• Supplied passage
• • • • • • •
3.2. CO₂ Concentration Relationship with Other Parameters

In this section, the correlation between CO₂ concentration, relative humidity, and precipitation, using daily records on a monthly basis is investigated. Because of the limited number of NDVI data each month, this parameter is not taken into consideration here. It should also be mentioned that for precipitation data, only days with recorded rainfall are included in the correlation with coinciding days of other parameters. Because of the different characteristics of the Monsoon Region, a detailed correlation investigation was performed, and the same procedure was then applied to other regions.

Linear correlation analysis of CO₂ concentration with precipitation in the Monsoon Region showed a negative correlation coefficient for all months, which indicates atmospheric CO₂ decline because of precipitation [7]. The correlation coefficients for this region are presented in Figure 7. In this study, only the months of January to April, as well as June, have shown a non-significant correlation based on p-values of α = 0.05. Here, the lack of continuous days with significant precipitation can be the reason for the insignificant correlation.

The daily CO₂ concentration correlation with precipitation was investigated with one, two, and three-month lags. This was done to evaluate the possible effect of monthly time lags on the consequent month’s CO₂ concentration. This analysis showed a significant CO₂-precipitation relationship with one to three-month lags for some periods in the Monsoon region. Significant correlations in different time lags based on a p-value of α = 0.05 are shown in Figure 8. These results show that an increase in precipitation in June, July, and August results in a decrease in CO₂ concentration of the following months. The same applies for September and October precipitation. A significant two-month lag correlation in CO₂ concentration was also seen with precipitation in August and September, and a significant three-month lag correlation with September rainfall.
• • • • • • •
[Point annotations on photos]
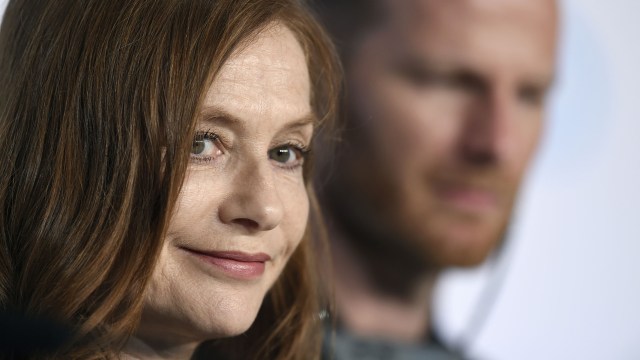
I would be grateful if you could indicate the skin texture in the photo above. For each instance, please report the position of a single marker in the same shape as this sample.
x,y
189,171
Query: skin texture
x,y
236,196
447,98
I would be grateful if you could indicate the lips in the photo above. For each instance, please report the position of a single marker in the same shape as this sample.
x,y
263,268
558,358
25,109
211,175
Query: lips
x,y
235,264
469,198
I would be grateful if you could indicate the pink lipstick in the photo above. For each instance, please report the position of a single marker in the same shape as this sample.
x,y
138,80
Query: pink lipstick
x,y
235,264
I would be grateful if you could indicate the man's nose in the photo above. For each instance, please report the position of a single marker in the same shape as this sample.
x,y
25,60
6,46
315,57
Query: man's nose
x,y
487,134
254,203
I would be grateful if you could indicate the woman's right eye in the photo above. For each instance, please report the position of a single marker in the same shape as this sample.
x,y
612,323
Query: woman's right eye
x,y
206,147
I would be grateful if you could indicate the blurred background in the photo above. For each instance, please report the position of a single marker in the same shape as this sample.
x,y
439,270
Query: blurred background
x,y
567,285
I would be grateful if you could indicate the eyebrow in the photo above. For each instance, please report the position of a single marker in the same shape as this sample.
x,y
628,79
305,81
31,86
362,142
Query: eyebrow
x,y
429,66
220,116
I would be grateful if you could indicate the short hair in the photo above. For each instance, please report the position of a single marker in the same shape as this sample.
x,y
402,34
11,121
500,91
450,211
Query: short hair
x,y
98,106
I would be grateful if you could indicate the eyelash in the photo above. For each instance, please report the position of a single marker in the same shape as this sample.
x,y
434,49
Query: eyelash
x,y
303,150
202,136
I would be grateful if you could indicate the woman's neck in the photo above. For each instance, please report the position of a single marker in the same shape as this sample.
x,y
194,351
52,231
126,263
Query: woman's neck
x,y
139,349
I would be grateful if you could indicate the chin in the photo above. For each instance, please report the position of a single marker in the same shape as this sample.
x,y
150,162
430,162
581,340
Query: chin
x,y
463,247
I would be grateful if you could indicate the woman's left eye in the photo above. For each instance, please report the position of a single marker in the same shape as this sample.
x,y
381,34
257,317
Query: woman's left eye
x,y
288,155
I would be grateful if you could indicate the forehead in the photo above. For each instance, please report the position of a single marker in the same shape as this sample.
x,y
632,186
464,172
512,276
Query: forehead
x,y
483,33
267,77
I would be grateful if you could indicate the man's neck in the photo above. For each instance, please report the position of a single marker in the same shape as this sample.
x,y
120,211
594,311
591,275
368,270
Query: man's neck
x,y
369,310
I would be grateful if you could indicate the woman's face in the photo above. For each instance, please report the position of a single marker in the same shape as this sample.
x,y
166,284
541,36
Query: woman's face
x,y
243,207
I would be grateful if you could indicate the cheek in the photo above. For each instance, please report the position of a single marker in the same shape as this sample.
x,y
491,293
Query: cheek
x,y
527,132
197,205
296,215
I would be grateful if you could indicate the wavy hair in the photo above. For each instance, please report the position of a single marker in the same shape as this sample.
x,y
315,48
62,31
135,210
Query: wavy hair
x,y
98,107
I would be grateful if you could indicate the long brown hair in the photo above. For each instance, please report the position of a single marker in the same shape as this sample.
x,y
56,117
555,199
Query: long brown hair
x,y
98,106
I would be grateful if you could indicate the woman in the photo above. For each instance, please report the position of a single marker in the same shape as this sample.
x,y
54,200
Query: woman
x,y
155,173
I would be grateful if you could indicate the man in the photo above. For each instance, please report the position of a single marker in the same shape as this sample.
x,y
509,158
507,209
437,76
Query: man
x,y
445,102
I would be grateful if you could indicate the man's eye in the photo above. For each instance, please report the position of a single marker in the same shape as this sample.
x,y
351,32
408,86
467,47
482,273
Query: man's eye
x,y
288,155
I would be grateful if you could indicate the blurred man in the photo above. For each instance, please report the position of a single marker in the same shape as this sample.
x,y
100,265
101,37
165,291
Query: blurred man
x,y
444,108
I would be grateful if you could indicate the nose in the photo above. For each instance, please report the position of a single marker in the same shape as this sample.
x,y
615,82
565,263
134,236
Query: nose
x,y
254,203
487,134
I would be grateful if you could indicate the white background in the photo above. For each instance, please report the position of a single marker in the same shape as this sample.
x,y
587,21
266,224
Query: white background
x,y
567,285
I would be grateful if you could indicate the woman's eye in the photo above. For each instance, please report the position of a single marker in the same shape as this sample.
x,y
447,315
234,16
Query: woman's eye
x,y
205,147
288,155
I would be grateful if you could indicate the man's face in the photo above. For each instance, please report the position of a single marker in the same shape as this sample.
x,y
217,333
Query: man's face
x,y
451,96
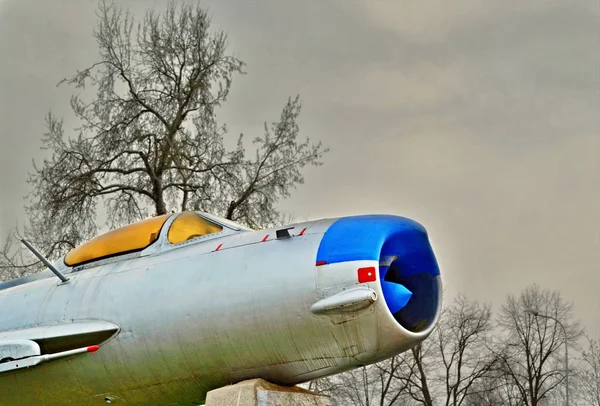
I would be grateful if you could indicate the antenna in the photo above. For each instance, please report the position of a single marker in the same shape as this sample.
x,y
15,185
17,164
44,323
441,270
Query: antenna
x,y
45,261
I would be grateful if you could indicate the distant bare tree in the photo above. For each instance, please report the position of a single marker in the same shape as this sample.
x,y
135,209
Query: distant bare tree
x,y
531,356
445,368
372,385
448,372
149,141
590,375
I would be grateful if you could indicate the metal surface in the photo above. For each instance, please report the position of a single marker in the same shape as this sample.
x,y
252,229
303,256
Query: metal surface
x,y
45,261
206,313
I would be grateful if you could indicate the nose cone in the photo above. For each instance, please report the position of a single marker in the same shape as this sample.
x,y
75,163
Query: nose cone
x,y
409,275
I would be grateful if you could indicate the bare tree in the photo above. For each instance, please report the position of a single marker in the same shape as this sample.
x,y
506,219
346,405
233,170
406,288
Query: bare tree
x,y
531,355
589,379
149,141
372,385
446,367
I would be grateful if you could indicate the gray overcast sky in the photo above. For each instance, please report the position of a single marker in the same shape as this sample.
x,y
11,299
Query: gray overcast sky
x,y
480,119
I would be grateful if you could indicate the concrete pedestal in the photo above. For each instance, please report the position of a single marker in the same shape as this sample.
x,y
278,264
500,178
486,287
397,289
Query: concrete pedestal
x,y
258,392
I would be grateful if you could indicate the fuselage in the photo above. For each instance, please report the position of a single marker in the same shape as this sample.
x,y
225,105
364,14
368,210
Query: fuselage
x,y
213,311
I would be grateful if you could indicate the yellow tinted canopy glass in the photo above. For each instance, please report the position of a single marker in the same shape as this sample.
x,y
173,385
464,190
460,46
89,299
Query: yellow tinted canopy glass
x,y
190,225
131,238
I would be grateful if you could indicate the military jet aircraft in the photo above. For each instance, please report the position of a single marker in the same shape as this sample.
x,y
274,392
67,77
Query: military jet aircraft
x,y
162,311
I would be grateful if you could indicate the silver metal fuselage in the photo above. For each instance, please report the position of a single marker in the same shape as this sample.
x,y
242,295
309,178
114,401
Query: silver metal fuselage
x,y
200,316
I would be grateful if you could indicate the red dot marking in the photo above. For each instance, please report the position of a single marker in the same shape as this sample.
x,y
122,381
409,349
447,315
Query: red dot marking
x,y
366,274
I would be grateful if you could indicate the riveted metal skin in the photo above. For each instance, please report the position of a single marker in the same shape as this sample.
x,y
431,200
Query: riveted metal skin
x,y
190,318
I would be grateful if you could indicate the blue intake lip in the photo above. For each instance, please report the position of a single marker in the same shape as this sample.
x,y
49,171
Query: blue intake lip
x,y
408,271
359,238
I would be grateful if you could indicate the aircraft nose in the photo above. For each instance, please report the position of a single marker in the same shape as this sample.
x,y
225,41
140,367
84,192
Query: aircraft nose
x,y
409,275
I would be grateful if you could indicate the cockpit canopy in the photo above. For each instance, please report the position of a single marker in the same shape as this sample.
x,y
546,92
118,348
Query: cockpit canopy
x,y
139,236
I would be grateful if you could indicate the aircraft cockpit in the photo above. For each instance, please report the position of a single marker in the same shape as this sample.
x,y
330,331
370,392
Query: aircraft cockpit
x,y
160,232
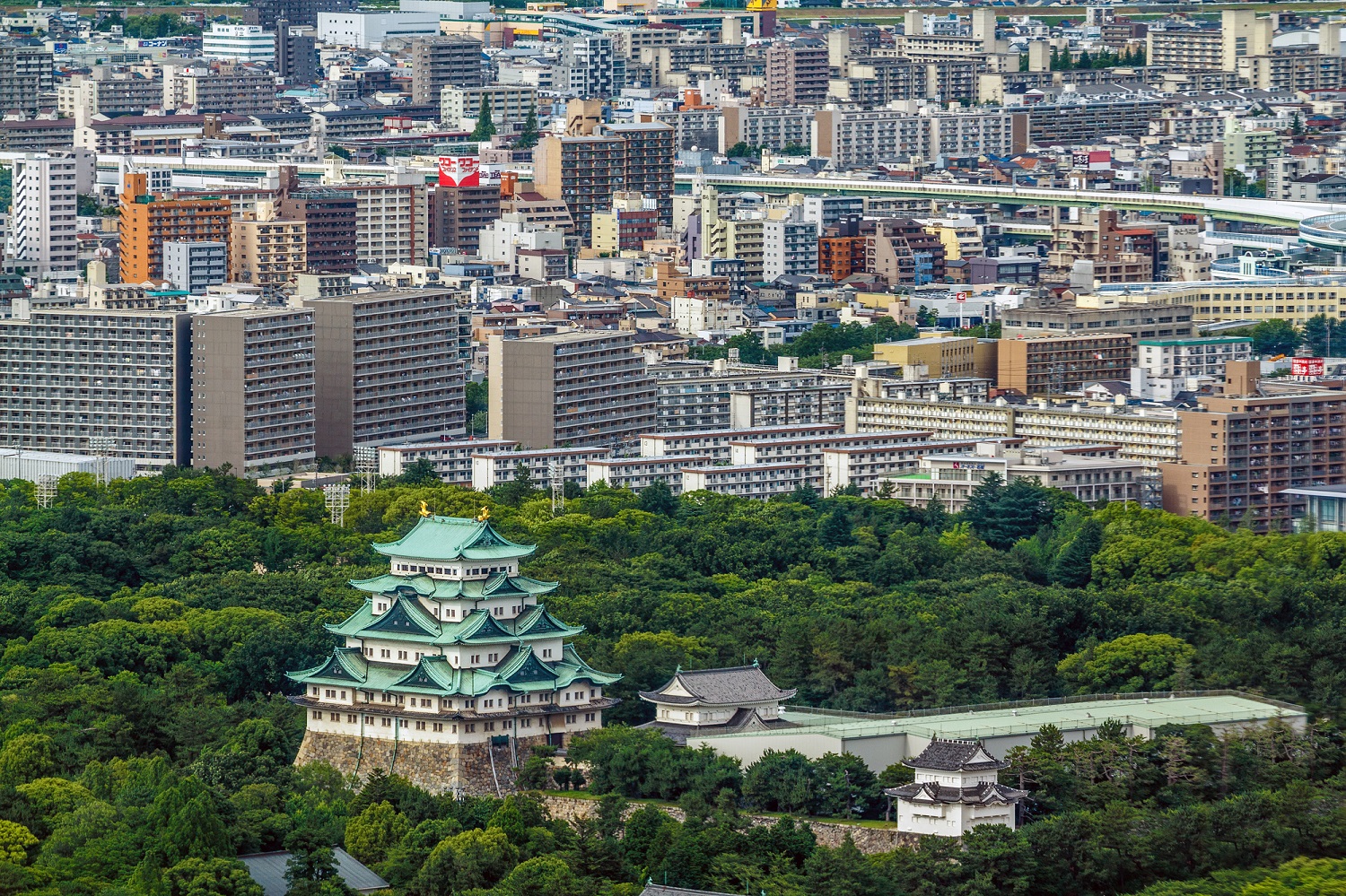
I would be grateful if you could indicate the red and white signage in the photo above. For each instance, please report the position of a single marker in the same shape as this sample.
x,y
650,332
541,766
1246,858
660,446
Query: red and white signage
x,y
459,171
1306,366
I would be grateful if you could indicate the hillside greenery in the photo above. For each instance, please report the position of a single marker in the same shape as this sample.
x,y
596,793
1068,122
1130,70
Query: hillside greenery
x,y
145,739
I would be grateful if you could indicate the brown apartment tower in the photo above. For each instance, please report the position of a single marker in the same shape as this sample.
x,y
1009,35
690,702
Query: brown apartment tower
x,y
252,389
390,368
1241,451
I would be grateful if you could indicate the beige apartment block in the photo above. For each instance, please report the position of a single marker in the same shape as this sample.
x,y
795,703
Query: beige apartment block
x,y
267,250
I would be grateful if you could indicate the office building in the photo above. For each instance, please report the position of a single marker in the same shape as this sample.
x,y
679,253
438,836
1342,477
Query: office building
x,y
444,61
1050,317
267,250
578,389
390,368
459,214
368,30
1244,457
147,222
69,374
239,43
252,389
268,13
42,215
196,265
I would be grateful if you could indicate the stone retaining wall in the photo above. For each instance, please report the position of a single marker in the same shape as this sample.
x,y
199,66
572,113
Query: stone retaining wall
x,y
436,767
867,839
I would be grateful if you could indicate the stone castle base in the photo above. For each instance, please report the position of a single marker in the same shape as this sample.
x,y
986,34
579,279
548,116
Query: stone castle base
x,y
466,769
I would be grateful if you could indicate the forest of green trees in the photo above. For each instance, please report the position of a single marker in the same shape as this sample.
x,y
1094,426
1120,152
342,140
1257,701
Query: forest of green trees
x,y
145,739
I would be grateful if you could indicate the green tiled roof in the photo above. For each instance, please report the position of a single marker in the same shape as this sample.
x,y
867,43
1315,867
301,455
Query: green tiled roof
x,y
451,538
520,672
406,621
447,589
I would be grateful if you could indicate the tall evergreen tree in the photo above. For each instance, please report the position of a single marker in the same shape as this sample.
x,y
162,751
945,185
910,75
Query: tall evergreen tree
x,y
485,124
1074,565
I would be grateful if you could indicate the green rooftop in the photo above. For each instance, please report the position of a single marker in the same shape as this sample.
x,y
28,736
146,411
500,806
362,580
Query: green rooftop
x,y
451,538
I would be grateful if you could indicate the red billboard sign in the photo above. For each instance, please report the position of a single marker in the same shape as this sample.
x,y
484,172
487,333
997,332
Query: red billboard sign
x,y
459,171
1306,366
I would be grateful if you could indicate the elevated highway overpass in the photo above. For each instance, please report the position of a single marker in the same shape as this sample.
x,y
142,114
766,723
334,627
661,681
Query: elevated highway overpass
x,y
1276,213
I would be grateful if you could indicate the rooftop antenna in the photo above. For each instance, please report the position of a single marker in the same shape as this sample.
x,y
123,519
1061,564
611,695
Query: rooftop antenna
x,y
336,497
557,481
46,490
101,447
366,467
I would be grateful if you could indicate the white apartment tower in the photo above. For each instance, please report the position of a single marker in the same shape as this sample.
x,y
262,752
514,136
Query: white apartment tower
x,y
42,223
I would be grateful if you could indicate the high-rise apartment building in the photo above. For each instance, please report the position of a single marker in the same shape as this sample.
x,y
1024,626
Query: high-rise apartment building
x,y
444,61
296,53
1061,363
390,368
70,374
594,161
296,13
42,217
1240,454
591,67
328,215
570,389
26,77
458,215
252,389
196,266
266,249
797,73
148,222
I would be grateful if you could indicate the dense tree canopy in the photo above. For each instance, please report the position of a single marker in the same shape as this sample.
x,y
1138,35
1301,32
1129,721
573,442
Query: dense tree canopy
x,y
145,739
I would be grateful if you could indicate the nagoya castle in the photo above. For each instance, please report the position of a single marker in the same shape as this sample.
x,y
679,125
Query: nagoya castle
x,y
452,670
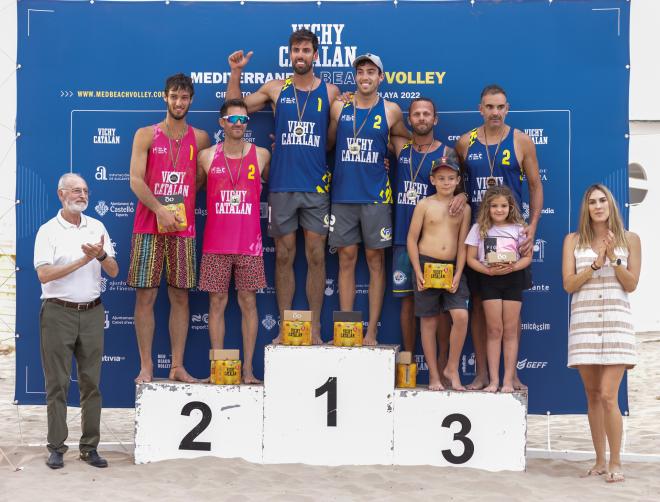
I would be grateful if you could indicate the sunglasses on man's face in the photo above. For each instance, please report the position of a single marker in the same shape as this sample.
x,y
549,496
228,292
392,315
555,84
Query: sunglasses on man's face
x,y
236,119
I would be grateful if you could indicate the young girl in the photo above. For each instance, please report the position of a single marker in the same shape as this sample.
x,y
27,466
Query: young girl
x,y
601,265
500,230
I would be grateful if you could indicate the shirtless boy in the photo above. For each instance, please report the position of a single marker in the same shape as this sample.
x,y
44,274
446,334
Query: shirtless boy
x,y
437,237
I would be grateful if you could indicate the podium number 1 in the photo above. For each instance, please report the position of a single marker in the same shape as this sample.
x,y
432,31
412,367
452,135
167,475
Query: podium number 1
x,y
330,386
• • • • • • •
• Aim of the task
Please copy word for word everything in the CO₂ correlation passage from "Linear correlation analysis" down to "the insignificant correlation.". Rely only on the CO₂ correlation passage.

• Right answer
Linear correlation analysis of CO₂ concentration with precipitation in the Monsoon Region showed a negative correlation coefficient for all months, which indicates atmospheric CO₂ decline because of precipitation [7]. The correlation coefficients for this region are presented in Figure 7. In this study, only the months of January to April, as well as June, have shown a non-significant correlation based on p-values of α = 0.05. Here, the lack of continuous days with significant precipitation can be the reason for the insignificant correlation.